>> begin EXCERPT
In fact, calibrating on a higher number of steps (e.g., 50) is often better because it creates a high-resolution map of this curve.

Our implementation handles this automatically in MagCacheConfig.__post_init__ using nearest_interp. If you provide 50 ratios but run 10 steps, the code correctly downsamples the curve to pick the 10 representative values that match the current schedule.

4. Regarding ram limit

When i checked , while Flux has a larger DiT, the bottleneck here is System RAM during loading. Flux uses two text encoders (CLIP-L and T5-XXL), whereas SD3.5 loads three (CLIP-L, T5-XXL, and OpenCLIP-BigG). I guess that may be reason for colab crash.

5. yes colab disk

6. Regarding Kandinsky 5

You are rightβ€”the ValueError is because Kandinsky uses visual_embed instead of hidden_states.

I have fixed this by:

  1. Adding hidden_states_argument_name to TransformerBlockMetadata (defaulting to "hidden_states" so no regressions occur for other models).
  2. Registering Kandinsky5TransformerDecoderBlock with hidden_states_argument_name="visual_embed".
  3. Updating the hooks to read this name from metadata dynamically.

7. Regarding the 2 Arrays of magratios in Kandinsky 5.

I checked Kandinsky pipeline, I think this happens because the Kandinsky pipeline runs sequential CFG (calling the transformer twice per step). The first array corresponds to the Conditional pass, and the second to the Unconditional pass. Users can typically pick the first array (Conditional) for calibration.

AlanPonnachan avatar Dec 10 '25 16:12 AlanPonnachan

When i checked , while Flux has a larger DiT, the bottleneck here is System RAM during loading. Flux uses two text encoders (CLIP-L and T5-XXL), whereas SD3.5 loads three (CLIP-L, T5-XXL, and OpenCLIP-BigG). I guess that may be reason for colab crash.

Makes sense, yeah!

Interpolate the provided mag_ratios (which might be calibrated for 50 steps) down to the current run (e.g., 20 steps).

Yes. The mag_ratios represent the model's intrinsic "magnitude decay curve" (how the residual strength changes from noise to image). This curve's shape is consistent regardless of the step count.

This is awesome. Let's make sure we document it once we're at that point.

I checked Kandinsky pipeline, I think this happens because the Kandinsky pipeline runs sequential CFG (calling the transformer twice per step). The first array corresponds to the Conditional pass, and the second to the Unconditional pass. Users can typically pick the first array (Conditional) for calibration.

Okay then this needs to be documented as well. However, there are some small models where we run CFG in a batched manner. Would that affect mag_ratios?

Cc: @Zehong-Ma!
>> end EXCERPT
>> begin DATA EXTRACT
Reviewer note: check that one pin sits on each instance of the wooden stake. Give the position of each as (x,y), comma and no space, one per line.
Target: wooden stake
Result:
>> end DATA EXTRACT
LIST OF TASKS:
A - Revise the MagCache thread from "This is awesome." to "Cc: @Zehong-Ma!", putting "classifier-free guidance" in place of "CFG".
B - According to the MagCache thread, which three text encoders does SD3.5 load?
C - Please resume the MagCache thread from its last line.
This material has no connection to the MagCache thread.

EXERCISE ANSWERS:
A -
This is awesome. Let's make sure we document it once we're at that point.

I checked Kandinsky pipeline, I think this happens because the Kandinsky pipeline runs sequential classifier-free guidance (calling the transformer twice per step). The first array corresponds to the Conditional pass, and the second to the Unconditional pass. Users can typically pick the first array (Conditional) for calibration.

Okay then this needs to be documented as well. However, there are some small models where we run classifier-free guidance in a batched manner. Would that affect mag_ratios?

Cc: @Zehong-Ma!

B - CLIP-L, T5-XXL, and OpenCLIP-BigG.

C -
Hey maybe you would like to review the PR as well :)

sayakpaul avatar Dec 11 '25 03:12 sayakpaul

When i checked , while Flux has a larger DiT, the bottleneck here is System RAM during loading. Flux uses two text encoders (CLIP-L and T5-XXL), whereas SD3.5 loads three (CLIP-L, T5-XXL, and OpenCLIP-BigG). I guess that may be reason for colab crash.

Makes sense, yeah!

Interpolate the provided mag_ratios (which might be calibrated for 50 steps) down to the current run (e.g., 20 steps).

Yes. The mag_ratios represent the model's intrinsic "magnitude decay curve" (how the residual strength changes from noise to image). This curve's shape is consistent regardless of the step count.

This is awesome. Let's make sure we document it once we're at that point.

I checked Kandinsky pipeline, I think this happens because the Kandinsky pipeline runs sequential CFG (calling the transformer twice per step). The first array corresponds to the Conditional pass, and the second to the Unconditional pass. Users can typically pick the first array (Conditional) for calibration.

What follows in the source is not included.